──────── Ausgewählter Abschnitt
Vermutlich geben die Zeichnungen des Patents ein damals vorhandenes Modell wieder. Wir erkennen einen Kasten mit vier Schiebern, einem Einstellrad und acht Ziffernfenstern. Die Maschine konnte zwei vierstellige Zahlen addieren und eine vier- mit einer fünfstelligen Zahl multiplizieren. Dabei wurde der erste Faktor mit den Schiebern eingegeben und die Ziffern des zweiten nacheinander mit dem Rad eingestellt. Sie gaben die Anzahl der Additionen des ersten Faktors an. Nach dem Additionsvorgang wurde das Summierwerk eine Stelle nach rechts verschoben.
So funktionierten ein Jahrhundert früher die Rechenmaschine von Gottfried Wilhelm Leibniz und spätere Geräte von Philipp Matthäus Hahn und Johann Helfrich Müller. Sie enthielten Staffelwalzen, Zahnräder mit Zähnen wachsender Länge. Ob Charles-Xavier Thomas davon wusste oder von allein auf das Prinzip kam, ist unbekannt. Das Arithmometer besaß jedoch keine Kurbel. Nach dem Einstellen des ersten Faktors und der Ziffer des zweiten zog man ein Band, das die Additionen auslöste. Die Maschine arbeitete also halbautomatisch.
Die Funktionsweise des Ur-Arithmometers zeigt ein Video des Arithmeums, des Bonner Rechenmaschinenmuseums. Wer auf dem Computer Flash-Applets abspielen kann, findet hier eine interaktive Version des Rechners. Wir beschränken uns auf die Multiplikation: Zum Einstellen des ersten Faktors bitte die Schieber anklicken und platzieren. Danach im Einstellrad einen Ziffern-Kreis wählen und das graue Band ganz links aktivieren. Anklicken des rechten Händchens setzt das Ergebniswerk eine Dezimalstelle weiter.
1821 wurde Charles Xavier Thomas zum Ritter der Ehrenlegion ernannt; von nun an hieß er Charles Xavier Thomas de Colmar. Ein Jahr später vollendete der Pariser Uhrmacher Jean-Pierre Devrine ein neues Arithmometer mit drei Eingabe- und sechs Ausgabestellen. Die Ziffern des Multiplikators wurden ebenfalls per Schieber eingestellt. Die Maschine befindet sich im Nationalmuseum für Amerikanische Geschichte der Smithsonian Institution, und ihm verdanken wir auch die beiden Fotos. Es ist das älteste Arithmometer der Welt.
Nach der Erfindungsphase ließ Thomas die Arbeit an seiner Rechenmaschine ruhen. Das nächste Modell, jetzt mit Kurbel, lag 1848 vor. 1850 begann die Serienfertigung; außerdem schickte er spezielle Arithmometer an Könige, Königinnen und andere Prominente wie Papst Pius IX. Das HNF besitzt, siehe Eingangsbild, das Gerät von Ferdinand II. von Portugal. Charles Xavier Thomas de Colmar starb 1870; bis dahin entstanden rund 2.200 Exemplare seiner Maschine, von denen ein Zehntel in Museen und Sammlungen überlebten.
1885 begann der Ingenieur Arthur Burkhardt im sächsischen Glashütte mit dem Bau von Rechnern nach dem Vorbild des Arithmometers. Damit gab er den Startschuss für die deutsche Rechenmaschinenindustrie. Freunde von Thomas-Maschinen können aber ein herausragendes Exemplar im Bonner Arithmeum bewundern. Als Leihgabe der IBM zeigt das Museum das Piano mit dreißigstelligen Resultatwerk. Thomas de Colmar präsentierte es auf der Pariser Weltausstellung von 1855; es ist unten abgebildet.
────────────────
──────── Aufgeführte Einträge
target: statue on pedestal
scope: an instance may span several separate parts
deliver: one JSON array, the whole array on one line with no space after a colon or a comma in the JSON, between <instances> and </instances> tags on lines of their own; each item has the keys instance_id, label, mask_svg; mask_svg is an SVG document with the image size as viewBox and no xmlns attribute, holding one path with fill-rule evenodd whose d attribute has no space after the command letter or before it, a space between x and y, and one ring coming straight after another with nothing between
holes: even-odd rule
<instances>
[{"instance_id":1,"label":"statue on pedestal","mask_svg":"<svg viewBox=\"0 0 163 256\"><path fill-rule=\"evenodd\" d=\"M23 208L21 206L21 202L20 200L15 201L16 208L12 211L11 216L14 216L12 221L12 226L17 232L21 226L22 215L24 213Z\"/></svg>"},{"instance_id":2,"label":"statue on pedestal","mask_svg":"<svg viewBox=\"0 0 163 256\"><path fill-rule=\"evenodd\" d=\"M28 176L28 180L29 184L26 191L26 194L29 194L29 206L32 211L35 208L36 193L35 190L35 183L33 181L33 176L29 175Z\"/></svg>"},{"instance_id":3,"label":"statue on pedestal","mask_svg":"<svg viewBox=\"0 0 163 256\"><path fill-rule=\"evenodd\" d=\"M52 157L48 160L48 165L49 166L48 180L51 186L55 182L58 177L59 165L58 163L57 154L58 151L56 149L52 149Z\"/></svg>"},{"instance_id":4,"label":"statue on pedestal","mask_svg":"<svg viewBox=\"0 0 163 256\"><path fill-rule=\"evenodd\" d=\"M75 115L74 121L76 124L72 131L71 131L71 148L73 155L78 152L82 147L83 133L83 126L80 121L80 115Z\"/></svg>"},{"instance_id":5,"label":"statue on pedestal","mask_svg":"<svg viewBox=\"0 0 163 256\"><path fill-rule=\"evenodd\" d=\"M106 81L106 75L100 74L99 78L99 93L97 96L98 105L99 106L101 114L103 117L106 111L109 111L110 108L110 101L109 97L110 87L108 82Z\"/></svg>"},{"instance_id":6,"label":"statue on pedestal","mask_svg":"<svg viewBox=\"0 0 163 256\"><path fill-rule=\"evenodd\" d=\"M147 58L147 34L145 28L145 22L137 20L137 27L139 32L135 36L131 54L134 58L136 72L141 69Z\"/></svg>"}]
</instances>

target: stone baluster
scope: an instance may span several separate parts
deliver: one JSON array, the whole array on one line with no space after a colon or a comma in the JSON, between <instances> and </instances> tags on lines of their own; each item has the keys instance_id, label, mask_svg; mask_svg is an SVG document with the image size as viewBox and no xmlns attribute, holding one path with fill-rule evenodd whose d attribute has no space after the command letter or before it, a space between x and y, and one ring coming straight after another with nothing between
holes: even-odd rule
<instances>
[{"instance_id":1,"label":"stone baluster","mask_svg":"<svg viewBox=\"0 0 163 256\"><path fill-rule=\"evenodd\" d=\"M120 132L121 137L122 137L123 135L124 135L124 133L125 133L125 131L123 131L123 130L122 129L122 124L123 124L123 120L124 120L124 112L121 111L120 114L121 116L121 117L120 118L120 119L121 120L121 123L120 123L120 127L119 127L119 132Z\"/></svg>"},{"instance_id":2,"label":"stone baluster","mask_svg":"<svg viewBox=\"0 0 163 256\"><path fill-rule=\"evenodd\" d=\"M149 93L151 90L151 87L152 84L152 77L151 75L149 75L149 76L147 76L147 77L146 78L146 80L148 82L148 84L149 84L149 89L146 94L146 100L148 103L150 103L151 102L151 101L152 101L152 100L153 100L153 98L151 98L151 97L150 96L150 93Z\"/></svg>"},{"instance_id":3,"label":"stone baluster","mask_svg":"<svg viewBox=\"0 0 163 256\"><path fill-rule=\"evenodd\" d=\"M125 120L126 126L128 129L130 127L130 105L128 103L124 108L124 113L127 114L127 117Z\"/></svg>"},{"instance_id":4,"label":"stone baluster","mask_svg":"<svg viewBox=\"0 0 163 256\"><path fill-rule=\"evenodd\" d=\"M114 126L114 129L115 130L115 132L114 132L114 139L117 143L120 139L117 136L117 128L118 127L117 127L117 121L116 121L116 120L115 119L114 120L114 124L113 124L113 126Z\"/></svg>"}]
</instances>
────────────────
Kurze Aufgabe A:
Beantworten Sie zum Text über das Arithmometer:
(i) Wie viele Ziffernfenster hat der Kasten auf den Zeichnungen des Patents?
(ii) In welchem Jahr begann die Serienfertigung?
(iii) Wessen Gerät besitzt das HNF?
Kurze Aufgabe B:
Wie lautet dieser Satz aus dem Text über das Arithmometer auf Englisch: „1885 begann der Ingenieur Arthur Burkhardt im sächsischen Glashütte mit dem Bau von Rechnern nach dem Vorbild des Arithmometers.“

Endergebnis A:
(i) Acht
(ii) 1850
(iii) Das Gerät von Ferdinand II. von Portugal

Endergebnis B:
In 1885, the engineer Arthur Burkhardt began building calculating machines modeled on the arithmometer in Glashütte, Saxony.